Evaluating the impact of future climate change on irrigated maize production in Kansas

Authors: ARAYA, BERTHE - Kansas State University; KISEKKA, ISAYA - Kansas State University; LIN, XIAOMAO - Kansas State University; VARA PRASAD, P.V.V - Kansas State University; Gowda, Prasanna; RICE, CHARLES - Kansas State University; ANDALES, ALAN - Colorado State University

Submitted to: Grazinglands Research Laboratory Miscellaneous Publication
Publication Type: Peer Reviewed Journal
Publication Acceptance Date: 8/2/2017
Publication Date: 8/5/2017
Citation: Araya, B.A., Kisekka, I., Lin, X., Vara Prasad, P., Gowda, P., Rice, C., Andales, A. 2017. Evaluating the impact of future climate change on irrigated maize production in Kansas. Climate Risk Management. http://dx.doi.org/10.1016/j.crm.2017.08.001.

RECORD EXCERPTS =
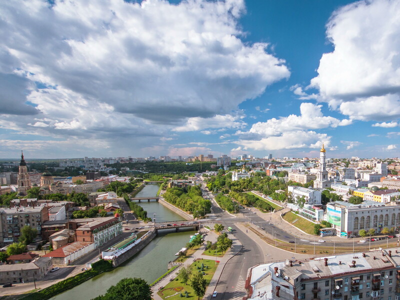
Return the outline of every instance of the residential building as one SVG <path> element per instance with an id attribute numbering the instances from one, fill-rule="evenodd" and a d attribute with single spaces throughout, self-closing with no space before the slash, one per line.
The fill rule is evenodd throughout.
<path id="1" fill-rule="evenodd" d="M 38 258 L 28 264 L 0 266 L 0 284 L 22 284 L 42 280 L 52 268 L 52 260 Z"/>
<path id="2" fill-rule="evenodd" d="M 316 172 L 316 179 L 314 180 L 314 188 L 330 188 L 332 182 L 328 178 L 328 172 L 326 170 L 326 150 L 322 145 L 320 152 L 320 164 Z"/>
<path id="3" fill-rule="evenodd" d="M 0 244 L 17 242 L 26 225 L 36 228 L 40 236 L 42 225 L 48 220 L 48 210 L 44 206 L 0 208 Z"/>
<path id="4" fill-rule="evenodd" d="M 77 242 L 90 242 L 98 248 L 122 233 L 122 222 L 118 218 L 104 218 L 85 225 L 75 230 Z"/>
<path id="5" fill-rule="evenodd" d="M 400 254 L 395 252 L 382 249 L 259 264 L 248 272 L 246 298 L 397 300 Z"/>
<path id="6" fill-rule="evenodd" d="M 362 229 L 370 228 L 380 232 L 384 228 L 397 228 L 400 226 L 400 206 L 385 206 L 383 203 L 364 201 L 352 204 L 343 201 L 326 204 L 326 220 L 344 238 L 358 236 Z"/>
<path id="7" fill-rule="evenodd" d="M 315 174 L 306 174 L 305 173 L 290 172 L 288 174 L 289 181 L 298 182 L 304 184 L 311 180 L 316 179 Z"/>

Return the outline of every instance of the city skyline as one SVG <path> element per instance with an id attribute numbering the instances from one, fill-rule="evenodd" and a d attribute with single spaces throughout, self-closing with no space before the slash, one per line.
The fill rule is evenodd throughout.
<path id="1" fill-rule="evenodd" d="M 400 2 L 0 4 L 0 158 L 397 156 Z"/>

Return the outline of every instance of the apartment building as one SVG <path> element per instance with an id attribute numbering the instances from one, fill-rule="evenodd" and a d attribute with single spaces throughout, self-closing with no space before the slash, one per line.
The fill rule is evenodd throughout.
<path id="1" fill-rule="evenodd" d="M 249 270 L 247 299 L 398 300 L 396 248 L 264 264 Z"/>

GOAL = From the Kansas maize listing, return the passage that begins at the words "Submitted to: Grazinglands" and stops after "Risk Management. http://dx.doi.org/10.1016/j.crm.2017.08.001.". The items were taken from a separate source.

FINISHED TASK =
Submitted to: Grazinglands Research Laboratory Miscellaneous Publication
Publication Type: Peer Reviewed Journal
Publication Acceptance Date: 8/2/2017
Publication Date: 8/5/2017
Citation: Araya, B.A., Kisekka, I., Lin, X., Vara Prasad, P., Gowda, P., Rice, C., Andales, A. 2017. Evaluating the impact of future climate change on irrigated maize production in Kansas. Climate Risk Management. http://dx.doi.org/10.1016/j.crm.2017.08.001.